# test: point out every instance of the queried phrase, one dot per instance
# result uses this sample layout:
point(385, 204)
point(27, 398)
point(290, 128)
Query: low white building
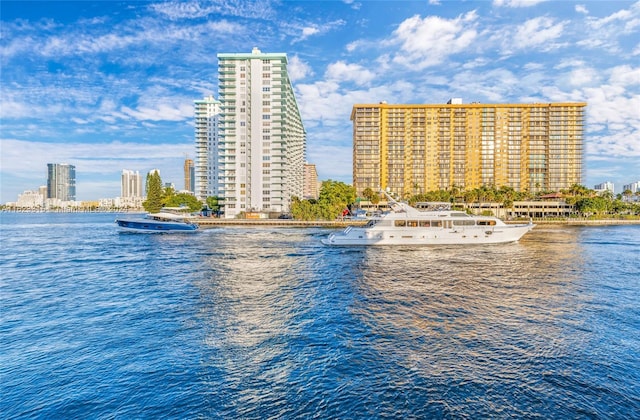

----------------------------------------

### CHALLENGE
Please reproduce the material above line for line, leaving out the picture.

### WRITTEN RESPONSE
# test: point out every instance of the queried phrase, one dot per instance
# result uses this sample layout:
point(385, 204)
point(27, 398)
point(290, 128)
Query: low white building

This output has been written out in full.